> **Deine Aufgabe**: Schreib aus dem Auszug über Immobilienkäufe und -verkäufe wortgetreu ab, beginnend mit „Stärkste Nettokäufer waren“ und weiter bis einschließlich „Markt zur Verfügung.“.

> **Vorliegender Auszug**:
Stärkste Nettokäufer waren gemäß CBRE-Daten Asset- und Fondsmanager, deren Investments die Verkäufe um knapp 3,2 Milliarden Euro übertrafen. Ihnen folgten die Gruppe der Privatinvestoren, Family Offices und privater Immobiliengesellschaften sowie die Öffentliche Hand, bei denen die Ankäufe die Verkäufe jeweils um gut 1,1 Milliarden Euro übertrafen. Größte Nettoverkäufer waren offene Immobilien- und Spezialfonds mit einem negativen Saldo von 1,1 Milliarden Euro und – wie vom Geschäftsmodell vorprogrammiert – Projektentwickler und Bauträger mit 3,9 Milliarden Euro mehr Verkäufen als Käufen. In den nächsten Monaten dürfte weiter ausländisches Geld nach Deutschland fließen: Wie CBRE berichtet stehen bei internationalen Investoren wieder mehr liquide Mittel für die weitere Expansion nach Europa und hier im Wesentlichen auch für Investments in den deutschen Markt zur Verfügung.

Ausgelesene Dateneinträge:
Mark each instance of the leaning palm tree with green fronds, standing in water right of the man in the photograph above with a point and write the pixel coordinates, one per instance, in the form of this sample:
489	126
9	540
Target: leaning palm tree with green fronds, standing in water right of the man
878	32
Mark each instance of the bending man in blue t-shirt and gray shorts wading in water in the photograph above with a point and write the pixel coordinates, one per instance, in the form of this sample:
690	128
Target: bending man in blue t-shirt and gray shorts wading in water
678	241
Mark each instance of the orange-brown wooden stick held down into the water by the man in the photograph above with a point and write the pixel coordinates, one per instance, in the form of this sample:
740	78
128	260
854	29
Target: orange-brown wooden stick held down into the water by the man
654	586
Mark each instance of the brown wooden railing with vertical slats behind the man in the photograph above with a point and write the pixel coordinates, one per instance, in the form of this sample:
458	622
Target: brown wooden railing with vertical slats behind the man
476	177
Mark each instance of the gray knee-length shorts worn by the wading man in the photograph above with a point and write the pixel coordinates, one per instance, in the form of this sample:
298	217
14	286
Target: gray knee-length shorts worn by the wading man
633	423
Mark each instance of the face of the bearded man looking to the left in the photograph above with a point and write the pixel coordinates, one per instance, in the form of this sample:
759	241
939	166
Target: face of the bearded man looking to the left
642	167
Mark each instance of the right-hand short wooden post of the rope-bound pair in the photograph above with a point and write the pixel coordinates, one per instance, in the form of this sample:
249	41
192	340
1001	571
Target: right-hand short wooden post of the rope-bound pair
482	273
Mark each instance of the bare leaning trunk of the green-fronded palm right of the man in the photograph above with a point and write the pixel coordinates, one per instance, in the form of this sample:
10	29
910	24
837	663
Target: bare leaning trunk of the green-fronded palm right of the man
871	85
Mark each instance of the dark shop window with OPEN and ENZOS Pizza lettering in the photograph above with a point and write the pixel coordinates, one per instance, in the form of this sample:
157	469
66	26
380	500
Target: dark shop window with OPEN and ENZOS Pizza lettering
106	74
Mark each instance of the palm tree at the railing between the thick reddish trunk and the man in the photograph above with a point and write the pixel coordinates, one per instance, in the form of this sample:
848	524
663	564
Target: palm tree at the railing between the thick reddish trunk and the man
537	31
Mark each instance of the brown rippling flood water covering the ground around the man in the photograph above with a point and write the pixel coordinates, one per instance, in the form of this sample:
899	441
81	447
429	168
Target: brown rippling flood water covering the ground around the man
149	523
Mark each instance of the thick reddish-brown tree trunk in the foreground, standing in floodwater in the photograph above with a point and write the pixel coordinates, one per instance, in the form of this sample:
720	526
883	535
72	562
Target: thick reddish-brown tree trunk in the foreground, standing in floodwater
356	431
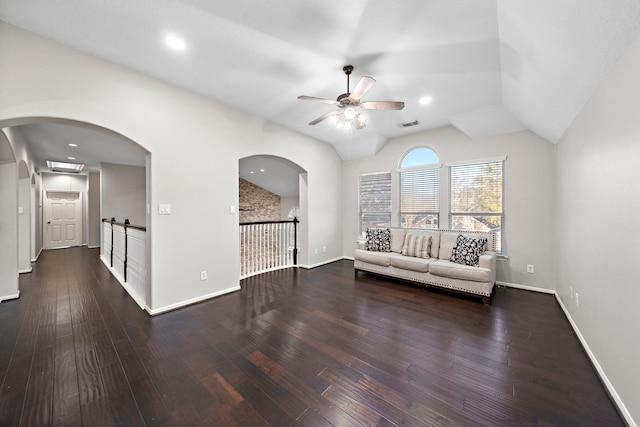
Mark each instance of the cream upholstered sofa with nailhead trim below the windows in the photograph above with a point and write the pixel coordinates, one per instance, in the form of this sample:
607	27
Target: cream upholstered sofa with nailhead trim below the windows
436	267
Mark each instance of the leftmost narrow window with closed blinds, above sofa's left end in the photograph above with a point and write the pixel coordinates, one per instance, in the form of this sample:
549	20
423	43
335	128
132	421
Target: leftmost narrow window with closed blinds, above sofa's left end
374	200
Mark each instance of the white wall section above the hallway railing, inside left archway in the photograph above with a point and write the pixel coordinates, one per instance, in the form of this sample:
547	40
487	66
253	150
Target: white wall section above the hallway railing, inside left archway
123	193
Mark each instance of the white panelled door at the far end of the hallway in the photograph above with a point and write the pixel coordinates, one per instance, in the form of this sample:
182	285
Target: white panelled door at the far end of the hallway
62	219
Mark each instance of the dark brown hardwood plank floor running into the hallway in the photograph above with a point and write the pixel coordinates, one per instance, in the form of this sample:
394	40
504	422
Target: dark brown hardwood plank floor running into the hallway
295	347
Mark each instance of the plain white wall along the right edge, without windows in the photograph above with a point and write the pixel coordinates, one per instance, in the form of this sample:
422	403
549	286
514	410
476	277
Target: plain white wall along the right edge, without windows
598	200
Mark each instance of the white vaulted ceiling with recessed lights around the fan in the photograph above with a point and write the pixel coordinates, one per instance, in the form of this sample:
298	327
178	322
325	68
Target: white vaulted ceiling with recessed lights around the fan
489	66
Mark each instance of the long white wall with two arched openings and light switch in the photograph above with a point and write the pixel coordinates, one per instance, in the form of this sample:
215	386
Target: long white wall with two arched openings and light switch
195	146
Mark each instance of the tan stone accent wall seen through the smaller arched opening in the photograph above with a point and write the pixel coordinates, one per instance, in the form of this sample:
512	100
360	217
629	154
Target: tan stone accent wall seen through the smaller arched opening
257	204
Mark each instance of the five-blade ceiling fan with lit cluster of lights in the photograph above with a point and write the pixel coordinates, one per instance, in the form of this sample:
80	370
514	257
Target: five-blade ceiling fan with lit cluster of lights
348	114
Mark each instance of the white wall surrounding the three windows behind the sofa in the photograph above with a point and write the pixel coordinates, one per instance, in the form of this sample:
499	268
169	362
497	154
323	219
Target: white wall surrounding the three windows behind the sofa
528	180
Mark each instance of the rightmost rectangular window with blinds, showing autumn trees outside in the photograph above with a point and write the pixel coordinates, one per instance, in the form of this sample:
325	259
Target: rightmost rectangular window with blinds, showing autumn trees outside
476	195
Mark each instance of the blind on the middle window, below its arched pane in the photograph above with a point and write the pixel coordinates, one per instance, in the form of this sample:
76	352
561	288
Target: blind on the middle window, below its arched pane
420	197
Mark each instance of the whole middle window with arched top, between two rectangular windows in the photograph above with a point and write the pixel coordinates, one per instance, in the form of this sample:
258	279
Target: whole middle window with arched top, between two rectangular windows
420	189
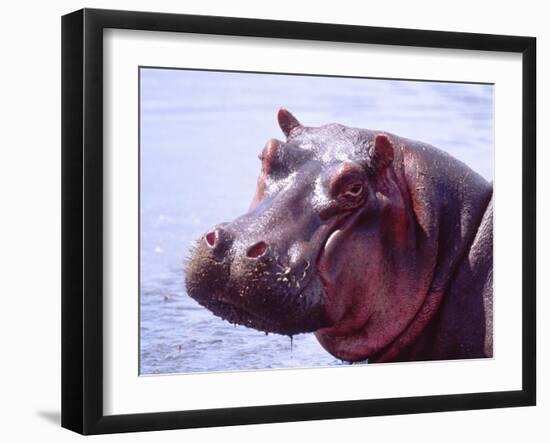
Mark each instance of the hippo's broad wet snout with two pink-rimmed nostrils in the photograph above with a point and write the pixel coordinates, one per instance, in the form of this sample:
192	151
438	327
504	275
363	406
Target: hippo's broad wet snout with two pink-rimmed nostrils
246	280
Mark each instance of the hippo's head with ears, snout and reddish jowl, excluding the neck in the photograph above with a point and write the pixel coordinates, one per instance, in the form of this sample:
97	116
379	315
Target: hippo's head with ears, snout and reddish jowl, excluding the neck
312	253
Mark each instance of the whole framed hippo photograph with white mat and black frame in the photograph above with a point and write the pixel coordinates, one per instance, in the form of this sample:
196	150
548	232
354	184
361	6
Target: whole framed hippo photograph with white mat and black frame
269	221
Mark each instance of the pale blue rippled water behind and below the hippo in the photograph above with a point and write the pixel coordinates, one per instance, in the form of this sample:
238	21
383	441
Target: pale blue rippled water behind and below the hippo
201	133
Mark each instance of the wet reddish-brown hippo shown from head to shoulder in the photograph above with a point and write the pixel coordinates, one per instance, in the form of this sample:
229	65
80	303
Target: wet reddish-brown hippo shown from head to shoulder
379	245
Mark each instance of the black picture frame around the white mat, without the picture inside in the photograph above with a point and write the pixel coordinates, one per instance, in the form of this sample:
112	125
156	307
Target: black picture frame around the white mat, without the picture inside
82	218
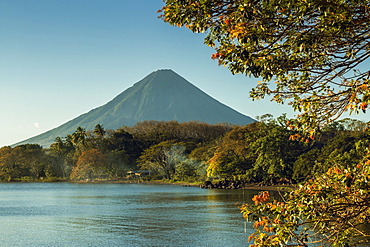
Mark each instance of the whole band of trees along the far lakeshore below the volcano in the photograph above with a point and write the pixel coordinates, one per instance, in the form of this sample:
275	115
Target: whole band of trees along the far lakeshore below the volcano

> **Lösung der Übung**:
Stärkste Nettokäufer waren gemäß CBRE-Daten Asset- und Fondsmanager, deren Investments die Verkäufe um knapp 3,2 Milliarden Euro übertrafen. Ihnen folgten die Gruppe der Privatinvestoren, Family Offices und privater Immobiliengesellschaften sowie die Öffentliche Hand, bei denen die Ankäufe die Verkäufe jeweils um gut 1,1 Milliarden Euro übertrafen. Größte Nettoverkäufer waren offene Immobilien- und Spezialfonds mit einem negativen Saldo von 1,1 Milliarden Euro und – wie vom Geschäftsmodell vorprogrammiert – Projektentwickler und Bauträger mit 3,9 Milliarden Euro mehr Verkäufen als Käufen. In den nächsten Monaten dürfte weiter ausländisches Geld nach Deutschland fließen: Wie CBRE berichtet stehen bei internationalen Investoren wieder mehr liquide Mittel für die weitere Expansion nach Europa und hier im Wesentlichen auch für Investments in den deutschen Markt zur Verfügung.